Task goal: Print the listing below line for line, changing nothing.

***** Dataset excerpts *****

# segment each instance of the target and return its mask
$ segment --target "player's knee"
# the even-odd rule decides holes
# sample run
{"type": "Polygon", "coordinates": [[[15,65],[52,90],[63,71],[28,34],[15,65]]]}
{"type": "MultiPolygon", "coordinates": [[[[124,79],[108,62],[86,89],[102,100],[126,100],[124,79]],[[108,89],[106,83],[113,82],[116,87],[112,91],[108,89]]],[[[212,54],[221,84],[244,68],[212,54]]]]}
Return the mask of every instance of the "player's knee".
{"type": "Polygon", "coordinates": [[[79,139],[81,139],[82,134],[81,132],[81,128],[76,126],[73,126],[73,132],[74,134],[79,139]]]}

*****

Expected output:
# segment each instance of the target and return its mask
$ segment --target "player's knee"
# the even-odd rule decides holes
# sample run
{"type": "Polygon", "coordinates": [[[15,65],[52,90],[63,71],[28,34],[15,65]]]}
{"type": "MultiPolygon", "coordinates": [[[[124,79],[108,62],[86,89],[102,100],[126,100],[124,79]],[[108,89],[106,83],[113,82],[116,87],[112,91],[108,89]]],[[[212,54],[221,84],[244,68],[212,54]]]]}
Return the mask of every instance of the "player's knee".
{"type": "Polygon", "coordinates": [[[79,139],[81,139],[82,134],[81,132],[81,128],[76,126],[73,126],[73,132],[74,134],[79,139]]]}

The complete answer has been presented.